* _PROBLEM TO SOLVE_: Which lines of the material contain the word "instance"? Find each one and copy it out in full.

* _RECORDS PROVIDED_:
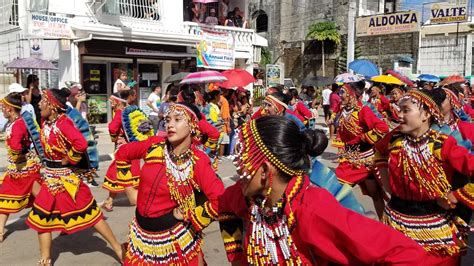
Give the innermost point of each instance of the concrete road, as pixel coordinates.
---
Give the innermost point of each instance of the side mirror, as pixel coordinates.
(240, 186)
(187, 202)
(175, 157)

* _FULL SOLUTION_:
Give the innermost point of each instance of the concrete road, as pixel coordinates.
Give the innermost point of each instance of the side mirror, as pixel coordinates.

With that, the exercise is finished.